• _Work to be completed_
Update the records below by replacing each "even-odd" with "nonzero" and leaving everything else the same.

# # # # #

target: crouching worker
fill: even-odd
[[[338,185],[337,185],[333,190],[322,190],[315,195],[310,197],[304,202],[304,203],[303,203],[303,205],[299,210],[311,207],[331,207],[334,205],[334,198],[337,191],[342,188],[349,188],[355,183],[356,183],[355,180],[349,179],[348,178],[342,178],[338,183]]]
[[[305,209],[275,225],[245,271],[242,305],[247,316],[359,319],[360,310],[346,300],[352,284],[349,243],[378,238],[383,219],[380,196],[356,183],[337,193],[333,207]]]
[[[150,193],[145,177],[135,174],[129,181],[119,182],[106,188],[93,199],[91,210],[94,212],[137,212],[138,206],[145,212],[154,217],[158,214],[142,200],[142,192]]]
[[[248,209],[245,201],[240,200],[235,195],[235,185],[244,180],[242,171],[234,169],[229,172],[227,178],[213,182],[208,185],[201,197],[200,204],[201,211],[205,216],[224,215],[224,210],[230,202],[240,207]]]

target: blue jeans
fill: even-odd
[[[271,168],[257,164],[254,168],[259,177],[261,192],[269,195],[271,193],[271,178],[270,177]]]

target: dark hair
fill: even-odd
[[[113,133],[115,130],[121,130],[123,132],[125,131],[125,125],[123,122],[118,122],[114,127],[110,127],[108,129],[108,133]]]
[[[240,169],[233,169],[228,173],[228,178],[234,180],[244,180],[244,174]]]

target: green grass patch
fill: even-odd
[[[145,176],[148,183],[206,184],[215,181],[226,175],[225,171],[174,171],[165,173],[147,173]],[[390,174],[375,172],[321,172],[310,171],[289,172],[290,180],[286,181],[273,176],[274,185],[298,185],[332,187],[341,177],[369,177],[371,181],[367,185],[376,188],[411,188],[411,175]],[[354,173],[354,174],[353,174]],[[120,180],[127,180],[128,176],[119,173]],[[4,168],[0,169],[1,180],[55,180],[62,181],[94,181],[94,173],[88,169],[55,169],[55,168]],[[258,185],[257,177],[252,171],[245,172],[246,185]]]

# # # # #

• _Output_
target: crouching worker
fill: nonzero
[[[338,185],[337,185],[333,190],[322,190],[315,195],[310,197],[304,202],[304,203],[303,203],[303,205],[299,210],[311,207],[331,207],[334,205],[334,198],[337,191],[342,188],[349,188],[355,183],[356,183],[355,180],[349,179],[348,178],[342,178],[338,183]]]
[[[305,209],[275,225],[245,271],[242,305],[247,316],[359,319],[360,310],[346,300],[352,284],[349,243],[378,238],[383,219],[380,196],[356,183],[337,193],[333,207]]]
[[[150,193],[145,177],[135,174],[129,181],[119,182],[106,188],[93,199],[91,210],[94,212],[137,212],[138,206],[145,212],[154,217],[158,214],[142,200],[142,192]]]
[[[248,209],[245,201],[240,200],[235,195],[235,185],[244,180],[242,171],[234,169],[229,172],[227,178],[213,182],[208,185],[201,197],[200,204],[201,211],[205,216],[224,215],[224,210],[230,202],[240,207]]]

target: blue jeans
fill: nonzero
[[[271,168],[257,164],[254,168],[259,177],[261,192],[269,195],[271,193],[271,178],[270,177]]]

target: dark hair
fill: nonzero
[[[113,133],[115,130],[121,130],[123,132],[125,131],[125,125],[123,122],[118,122],[114,127],[110,127],[108,129],[108,133]]]
[[[240,169],[233,169],[228,173],[228,178],[234,180],[244,180],[244,174]]]

target: green grass patch
fill: nonzero
[[[145,176],[148,183],[206,184],[215,181],[226,175],[225,171],[174,171],[165,173],[147,173]],[[390,174],[375,172],[321,172],[310,171],[289,172],[290,180],[286,181],[273,176],[274,185],[298,185],[332,187],[341,177],[369,177],[371,181],[367,185],[376,188],[411,188],[411,175]],[[354,173],[354,174],[353,174]],[[120,180],[127,180],[128,176],[119,173]],[[4,168],[0,169],[1,180],[55,180],[62,181],[94,181],[94,173],[88,169],[55,169],[55,168]],[[258,185],[257,177],[252,171],[245,172],[246,185]]]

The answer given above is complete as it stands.